◆ Problems to solve:
• 1. Render into French the following sentence from the Matias Di Carlo interview below: "The gallery’s roster includes several artists who come from lineages of makers."
• 2. Extend the Matias Di Carlo interview below, picking up after its final sentence.

◆ Text to read:
········

Eastern Long Island, the Hamptons, has long been a popular refuge for artists with greats like Lee Krasner and Jackson Pollock, establishing studios there in the 1950s, and before them Thomas and Mary Nimmo, in the 1880s—both studios are preserved and can be visited. Not only has the area with its galleries and museums become an art destination for tourists, but it is also the home of many art collectors. With the help of his Marbella-based gallery Wadström Tönnheim, Argentinian artist Matias Di Carlo recently installed one of his large-scale Corten steel sculpture works in the garden of a private residence in the area. The artist has a studio in Andalusia since 2002 where he works with sculpture on larger and smaller scales. The newly installed piece titled “Mar,” meaning water, in the Hamptons is part of the five-piece series “Bitácora de los elementos” and embodies the process of driving a flat object considered two-dimensional to a multi-dimensional work that has an intervention in space.
Di Carlo exhibited smaller works in Wadström Tönnheim’s booth at VOLTA. The gallery’s roster includes several artists who come from lineages of makers. Also exhibiting in the booth, Claudia Doring Baez’s mother was an artist, Di Carlo stems from a family of blacksmiths, and Johan Wahlström is a fifth-generation painter. Gallerist Matthias Tönnheim’s mother was a painter. It is perhaps this creative pedigree that gives them their near-obsessive engagement with their materials.
On the heels of art week and on the occasion of the acquisition and installation of the artists’ sculpture we caught up with Di Carlo about his work.
Anna Mikaela Ekstrand: What characteristics draw you to metal? What kind of ‘personality’ does the material have?
Matias Di Carlo: As I come from a family of blacksmiths metal and fire are the smells of my childhood. But, my love for Corten steel was born thanks to the work of the American sculptor Beverly Pepper who was the first artist to work with the material. Corten steel has a kind of poetry imprinted into it as it is affected by the elements, weather for instance. To me steel is a logical material to work with, however, I use various aluminum alloys from recovered and cast scrap as a starting point which necessities me to work with the material’s refinement process gaining a deeper engagement with its properties.
AME: Right. You told me about your process—melting down scrap metal, removing the impurities, pouring it into a mould—to make pieces. And, that when you are not content with a piece you remelt it and start over again. What is the relationship between alchemy and form in your process?
MDC: Alchemy is something that you create but cannot control; it occurs when the ego plays second or third fiddle to process and material. In this philosophy of making, form is born from intuition allowing the material to express its true nature.

········

◆ Provided material:
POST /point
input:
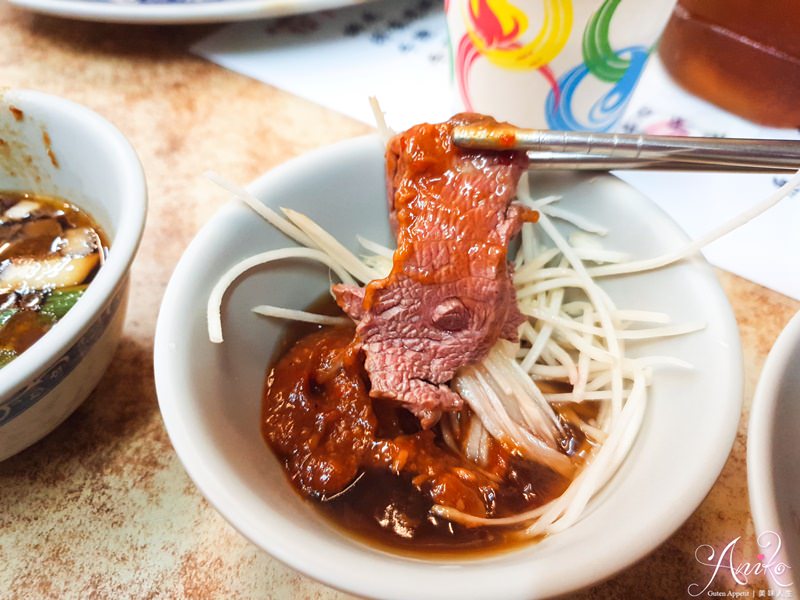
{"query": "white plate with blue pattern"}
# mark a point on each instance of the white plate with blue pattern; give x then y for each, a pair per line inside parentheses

········

◆ Response list:
• 1. La liste des artistes de la galerie compte plusieurs artistes issus de lignées de créateurs.

• 2.
AME: It makes sense to me that you would respect the materiality of steel in this way, as your smaller works have, well I do not want to call them imperfections, but rather irregularities on its surface. What are some mistakes you have made working with metal and what were the ramifications?
MDC: In my “Symmetry Ploy“ and “Junctions“ series I force the traditional casting method to create non-predictable results which showed me a new path.
AME: You are initially Argentinian, how did you end up in Spain and do you return to Argentina and if so, what do you do there?
MDC: Yes, I was born in Buenos Aires and then I moved to Spain to the Malaga region where I have my studio and all the means of production that allow me to create works ranging from the scale I showed at Wadström Tönnheim at VOLTA up to several tons—liek the one in the Hamptons. Working in different scales allowed me to find my own place in relation to my work. When you confront pieces that are literally like buildings in size the perspective of the viewer changes dramatically, and going back to a gallery format one must be able to play with the reduction of one’s own work.
AME: It is interesting how you consider the reduction in terms of scale. You create work for both exteriors and interiors, public spaces and private—what are your considerations while you move between these various placements?
MDC: I do not usually make a special division in my work depending on who will own the work, but I always consider how the work will dialogue with the surroundings. My experience in San Francisco, Menlo Park, for instance, was very positive and it is always exciting to work for public spaces.
AME: Right, you were the lead artist for the Menlo Park commission. Exciting. And, last week showed at VOLTA also with Wadström Tönnheim. How does New York inspire you?
MDC: New York is the most vibrant city I have visited to date! I received great feedback at VOLTA and several galleries expressed an interest in promoting my work so I am seriously considering creating a bridge between Spain and America.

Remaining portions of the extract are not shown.